- Work instructions -
Arrange the following lines as a numbered list, leaving out any blank lines.

Records from a data collection

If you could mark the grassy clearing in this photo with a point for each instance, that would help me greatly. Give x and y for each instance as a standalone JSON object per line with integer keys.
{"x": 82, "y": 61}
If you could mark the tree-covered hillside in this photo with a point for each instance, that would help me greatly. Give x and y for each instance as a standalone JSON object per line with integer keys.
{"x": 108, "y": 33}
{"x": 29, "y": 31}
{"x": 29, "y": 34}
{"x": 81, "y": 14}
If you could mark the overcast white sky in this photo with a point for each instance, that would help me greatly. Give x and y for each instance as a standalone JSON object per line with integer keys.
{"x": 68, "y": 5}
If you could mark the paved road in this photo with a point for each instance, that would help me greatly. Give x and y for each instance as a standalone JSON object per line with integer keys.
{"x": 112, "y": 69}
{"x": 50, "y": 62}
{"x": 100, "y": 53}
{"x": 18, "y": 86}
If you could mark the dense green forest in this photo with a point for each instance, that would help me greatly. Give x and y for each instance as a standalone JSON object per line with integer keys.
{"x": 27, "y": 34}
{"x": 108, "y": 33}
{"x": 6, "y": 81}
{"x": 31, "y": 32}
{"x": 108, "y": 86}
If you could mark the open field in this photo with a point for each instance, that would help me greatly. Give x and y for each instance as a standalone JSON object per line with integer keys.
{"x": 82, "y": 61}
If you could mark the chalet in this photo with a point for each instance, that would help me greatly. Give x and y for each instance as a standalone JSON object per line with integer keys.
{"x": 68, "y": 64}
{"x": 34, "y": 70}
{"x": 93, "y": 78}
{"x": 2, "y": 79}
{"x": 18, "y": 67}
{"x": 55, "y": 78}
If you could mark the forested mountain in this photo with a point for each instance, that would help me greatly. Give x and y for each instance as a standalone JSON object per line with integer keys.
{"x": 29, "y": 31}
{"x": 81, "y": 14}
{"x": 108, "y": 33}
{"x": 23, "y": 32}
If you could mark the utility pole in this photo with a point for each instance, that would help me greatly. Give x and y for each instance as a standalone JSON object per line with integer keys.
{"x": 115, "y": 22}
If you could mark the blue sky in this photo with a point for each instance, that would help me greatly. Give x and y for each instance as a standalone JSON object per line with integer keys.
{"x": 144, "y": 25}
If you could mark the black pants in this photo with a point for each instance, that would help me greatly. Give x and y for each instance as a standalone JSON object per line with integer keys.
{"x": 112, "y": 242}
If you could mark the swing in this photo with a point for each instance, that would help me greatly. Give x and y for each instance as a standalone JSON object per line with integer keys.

- Output for this exercise -
1. If you could mark the grassy clearing in this photo with a point for each instance, that would help me greatly. Give x and y for each instance as a standalone JSON object per line with integer keys.
2. {"x": 82, "y": 61}
3. If you could mark the tree-covered hillside in this photo with a point for each instance, that would help me greatly. Give x and y for each instance as a standalone JSON object per line with integer keys.
4. {"x": 108, "y": 33}
5. {"x": 29, "y": 31}
6. {"x": 29, "y": 34}
7. {"x": 81, "y": 14}
8. If you could mark the overcast white sky in this photo with a point for each instance, that would help me greatly. Give x and y for each instance as a standalone JSON object per line with integer keys.
9. {"x": 68, "y": 5}
10. If you could mark the paved road in this photo with a point for each instance, that would help me greatly. Give x and y for each instance as a standalone JSON object per line with integer keys.
11. {"x": 112, "y": 69}
12. {"x": 50, "y": 62}
13. {"x": 100, "y": 53}
14. {"x": 18, "y": 86}
15. If you could mark the dense green forest in this photo with a point for each instance, that would help me greatly. Give x and y for each instance as a standalone JSON object per line with integer keys.
16. {"x": 27, "y": 34}
17. {"x": 108, "y": 33}
18. {"x": 6, "y": 81}
19. {"x": 31, "y": 32}
20. {"x": 108, "y": 86}
21. If you could mark the open field in this photo with a point for each instance, that would help me greatly. Give x and y for each instance as a standalone JSON object per line with integer keys.
22. {"x": 82, "y": 61}
23. If you could mark the chalet in this photo with a point for each instance, that would help me greatly. Give x and y for each instance as a standalone JSON object per line with integer keys.
24. {"x": 68, "y": 64}
25. {"x": 34, "y": 70}
26. {"x": 93, "y": 78}
27. {"x": 2, "y": 79}
28. {"x": 18, "y": 67}
29. {"x": 55, "y": 78}
30. If you could mark the forested mountain in this photo with a point for each instance, that would help me greatly. Give x and y for each instance as a standalone JSON object per line with integer keys.
31. {"x": 29, "y": 31}
32. {"x": 81, "y": 14}
33. {"x": 108, "y": 33}
34. {"x": 23, "y": 32}
35. If you could mark the utility pole in this photo with a point for each instance, that would help me greatly. Give x and y for each instance as a standalone JSON object per line with integer keys.
36. {"x": 115, "y": 22}
37. If you could mark the blue sky in this photo with a point for each instance, that would help me greatly. Give x and y for each instance as a standalone JSON object per line with integer keys.
38. {"x": 144, "y": 25}
39. If you could mark the black pants in this photo with a point for each instance, that would help me greatly. Give x and y for each instance as a standalone JSON object per line with integer keys.
40. {"x": 112, "y": 242}
41. If you could mark the swing in this photo with a point for each instance, that would help me greatly. Give x and y for each instance as a standalone JSON object per line with integer keys.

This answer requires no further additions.